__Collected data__
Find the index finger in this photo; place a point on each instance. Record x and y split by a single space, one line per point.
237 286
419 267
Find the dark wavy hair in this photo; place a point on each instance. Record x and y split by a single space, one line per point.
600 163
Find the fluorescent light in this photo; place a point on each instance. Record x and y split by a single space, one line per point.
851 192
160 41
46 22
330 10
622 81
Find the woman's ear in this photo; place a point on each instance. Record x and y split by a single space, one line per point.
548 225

__ACTION ITEM__
Find where "Find the dark" occurs in the data, and please write out that line through the last line exactly, with nothing else.

__SOLVED EXERCISE__
Find the dark wavy hair in this photo; place a point on each instance. Record x and y split by a single space, one line per point.
600 163
Find the fluorescent light in this photo; place a point on each instance. Record x and y split by a single space, one line per point.
851 192
160 41
46 22
330 10
622 81
Find the woman's ear in this photo; place a point on each instance. Record x and y split by a single space, one line per point.
548 225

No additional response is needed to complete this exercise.